[Saved data entries]
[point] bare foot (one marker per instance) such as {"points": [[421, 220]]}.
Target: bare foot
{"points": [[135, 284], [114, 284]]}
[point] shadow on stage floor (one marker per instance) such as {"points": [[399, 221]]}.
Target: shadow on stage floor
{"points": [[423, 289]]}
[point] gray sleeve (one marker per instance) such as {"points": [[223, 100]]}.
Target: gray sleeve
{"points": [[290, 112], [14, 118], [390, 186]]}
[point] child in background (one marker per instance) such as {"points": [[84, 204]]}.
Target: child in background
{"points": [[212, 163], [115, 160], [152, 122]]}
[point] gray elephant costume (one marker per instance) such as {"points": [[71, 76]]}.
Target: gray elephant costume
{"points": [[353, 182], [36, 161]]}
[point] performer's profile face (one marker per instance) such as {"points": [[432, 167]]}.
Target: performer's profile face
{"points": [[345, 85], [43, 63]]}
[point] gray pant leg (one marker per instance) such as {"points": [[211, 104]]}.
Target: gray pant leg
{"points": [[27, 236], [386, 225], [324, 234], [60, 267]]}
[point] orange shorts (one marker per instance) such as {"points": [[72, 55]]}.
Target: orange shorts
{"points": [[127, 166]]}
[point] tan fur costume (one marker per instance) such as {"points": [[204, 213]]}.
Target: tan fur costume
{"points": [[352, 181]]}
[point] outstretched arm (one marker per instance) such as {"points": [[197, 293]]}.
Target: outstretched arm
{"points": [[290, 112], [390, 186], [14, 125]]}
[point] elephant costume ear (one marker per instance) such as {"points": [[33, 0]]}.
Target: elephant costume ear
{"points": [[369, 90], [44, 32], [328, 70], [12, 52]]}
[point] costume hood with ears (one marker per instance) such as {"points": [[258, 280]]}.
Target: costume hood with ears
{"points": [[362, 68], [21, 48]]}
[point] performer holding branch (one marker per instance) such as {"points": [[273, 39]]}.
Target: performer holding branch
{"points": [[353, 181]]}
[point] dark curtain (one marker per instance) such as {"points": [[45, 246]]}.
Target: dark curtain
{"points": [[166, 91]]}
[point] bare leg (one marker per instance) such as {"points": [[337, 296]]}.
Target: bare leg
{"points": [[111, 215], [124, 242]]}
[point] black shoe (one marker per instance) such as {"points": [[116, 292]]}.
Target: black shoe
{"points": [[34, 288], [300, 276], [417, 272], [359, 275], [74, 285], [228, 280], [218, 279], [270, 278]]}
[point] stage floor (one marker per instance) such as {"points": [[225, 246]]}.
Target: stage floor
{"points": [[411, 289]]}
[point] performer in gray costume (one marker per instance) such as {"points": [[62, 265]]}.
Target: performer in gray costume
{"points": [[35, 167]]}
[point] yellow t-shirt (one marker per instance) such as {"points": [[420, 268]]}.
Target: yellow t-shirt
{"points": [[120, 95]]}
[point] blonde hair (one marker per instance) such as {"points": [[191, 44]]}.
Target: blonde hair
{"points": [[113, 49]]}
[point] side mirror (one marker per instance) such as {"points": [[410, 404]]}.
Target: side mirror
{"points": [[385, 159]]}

» **TO DO**: Copy out every line above without changing anything.

» **EXERCISE SOLUTION**:
[point] bare foot (one marker per instance) such as {"points": [[421, 220]]}.
Target: bare foot
{"points": [[135, 284], [114, 284]]}
[point] shadow on stage floor (one marker per instance) such as {"points": [[399, 221]]}.
Target: shadow on stage floor
{"points": [[423, 289]]}
[point] gray sleeve (one marker per instance) such as {"points": [[223, 100]]}.
Target: gray sleeve
{"points": [[290, 112], [14, 118], [390, 186]]}
[point] child in background (one marker per instance) such as {"points": [[84, 204]]}.
Target: child in background
{"points": [[212, 163], [115, 160], [152, 122]]}
[point] gray elephant costume (one marker per instance) such as {"points": [[71, 76]]}.
Target: gray elephant costume
{"points": [[353, 182], [36, 161]]}
[point] performer's profile face (one marker per instance) such as {"points": [[432, 167]]}.
Target: performer's profile face
{"points": [[345, 85], [43, 63]]}
[point] gray pant leg (one marker per instance) such as {"points": [[211, 104]]}.
Target: gray pant leg
{"points": [[27, 236], [386, 225], [324, 234], [60, 267]]}
[point] orange shorts (one marker per instance) such as {"points": [[72, 55]]}.
Target: orange shorts
{"points": [[127, 166]]}
[point] tan fur costume (one marker per instance) such as {"points": [[204, 213]]}.
Target: tan fur costume
{"points": [[352, 181]]}
[point] outstretched arm (one marker per instance) such as {"points": [[197, 293]]}.
Target: outstretched arm
{"points": [[290, 112], [390, 186], [14, 125]]}
[point] elephant costume ear (one marker per instance) such as {"points": [[33, 0]]}.
Target: elephant costume ear
{"points": [[369, 90], [44, 32], [328, 70], [12, 52]]}
[point] costume hood with ears (one marker per instance) such as {"points": [[258, 280]]}.
Target: costume hood with ears
{"points": [[362, 68], [21, 48]]}
[point] performer holding branch (one marker per instance) such as {"points": [[273, 39]]}.
Target: performer holding branch
{"points": [[353, 181]]}
[point] dark curtain (one marker per instance) such as {"points": [[45, 246]]}.
Target: dark curtain
{"points": [[166, 91]]}
[point] bare leg (one marker per instance) such as {"points": [[337, 296]]}.
Target: bare leg
{"points": [[111, 215], [124, 242]]}
[point] black shoe (one marker per instance) such as {"points": [[116, 292]]}.
Target: black shoe
{"points": [[34, 288], [300, 276], [417, 272], [359, 275], [74, 285], [228, 280], [218, 279], [270, 278]]}
[point] stage floor (one marker per instance) such as {"points": [[225, 246]]}.
Target: stage floor
{"points": [[411, 289]]}
[point] performer in gray costume (one marker per instance) such as {"points": [[62, 265]]}.
Target: performer in gray costume
{"points": [[35, 167]]}
[point] yellow t-shirt (one marker per instance) such as {"points": [[420, 268]]}.
Target: yellow t-shirt
{"points": [[120, 95]]}
[point] blonde hair (one marker per instance) such as {"points": [[191, 44]]}.
Target: blonde hair
{"points": [[113, 49]]}
[point] side mirror (one marker per instance) such as {"points": [[410, 404]]}.
Target: side mirror
{"points": [[385, 159]]}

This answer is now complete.